WORK TO DO:
Repeat every one of the lines below word for word, changing nothing.

RECORDED DATA:
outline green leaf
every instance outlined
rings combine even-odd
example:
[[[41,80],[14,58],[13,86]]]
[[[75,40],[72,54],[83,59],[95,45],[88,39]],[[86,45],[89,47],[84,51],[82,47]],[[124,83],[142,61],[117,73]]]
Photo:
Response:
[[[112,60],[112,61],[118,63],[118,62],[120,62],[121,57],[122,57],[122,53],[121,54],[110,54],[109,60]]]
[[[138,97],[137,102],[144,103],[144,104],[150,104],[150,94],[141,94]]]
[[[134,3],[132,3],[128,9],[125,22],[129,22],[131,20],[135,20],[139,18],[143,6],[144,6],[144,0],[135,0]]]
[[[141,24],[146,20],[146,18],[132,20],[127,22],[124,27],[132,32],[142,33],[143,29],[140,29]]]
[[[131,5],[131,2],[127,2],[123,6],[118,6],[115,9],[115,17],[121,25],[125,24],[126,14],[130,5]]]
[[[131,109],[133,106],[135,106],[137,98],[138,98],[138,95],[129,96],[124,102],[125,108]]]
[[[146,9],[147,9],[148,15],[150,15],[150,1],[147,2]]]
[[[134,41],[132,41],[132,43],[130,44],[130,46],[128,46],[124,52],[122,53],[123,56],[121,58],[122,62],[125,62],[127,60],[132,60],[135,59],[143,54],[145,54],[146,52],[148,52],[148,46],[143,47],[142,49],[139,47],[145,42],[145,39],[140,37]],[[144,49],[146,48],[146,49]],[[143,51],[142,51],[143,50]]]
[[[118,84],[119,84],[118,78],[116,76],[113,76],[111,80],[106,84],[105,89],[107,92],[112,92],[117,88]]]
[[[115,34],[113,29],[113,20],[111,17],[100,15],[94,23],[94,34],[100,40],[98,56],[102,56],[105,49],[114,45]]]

THE COMPLETED TASK:
outline green leaf
every instance outlined
rings combine even-odd
example:
[[[41,80],[14,58],[13,86]]]
[[[75,40],[72,54],[83,59],[95,45],[88,39]],[[86,45],[89,47],[84,51],[82,47]],[[124,83],[142,61],[117,73]]]
Photo:
Response:
[[[112,60],[112,61],[118,63],[118,62],[120,62],[121,57],[122,57],[122,53],[121,54],[110,54],[109,60]]]
[[[138,97],[137,102],[144,103],[144,104],[150,104],[150,94],[141,94]]]
[[[134,3],[132,3],[128,9],[125,22],[129,22],[131,20],[135,20],[139,18],[143,6],[144,6],[144,0],[135,0]]]
[[[141,24],[146,20],[146,18],[132,20],[127,22],[124,27],[132,32],[142,33],[143,29],[140,29]]]
[[[131,5],[131,2],[127,2],[123,6],[118,6],[115,9],[115,17],[121,25],[125,24],[126,14],[130,5]]]
[[[131,109],[133,106],[135,106],[137,98],[138,98],[138,95],[129,96],[124,102],[125,108]]]
[[[146,9],[147,9],[148,15],[150,15],[150,1],[147,2]]]
[[[134,41],[132,41],[132,43],[130,44],[130,46],[128,46],[124,52],[122,53],[123,56],[121,58],[122,62],[125,62],[127,60],[132,60],[135,59],[143,54],[145,54],[146,52],[148,52],[148,46],[143,47],[142,49],[139,47],[145,42],[145,39],[140,37]],[[144,49],[146,48],[146,49]],[[143,51],[142,51],[143,50]]]
[[[118,84],[119,84],[118,78],[116,76],[113,76],[111,80],[106,84],[105,89],[107,92],[112,92],[117,88]]]
[[[115,34],[113,29],[113,20],[111,17],[100,15],[94,23],[94,34],[100,40],[98,56],[102,56],[105,49],[114,45]]]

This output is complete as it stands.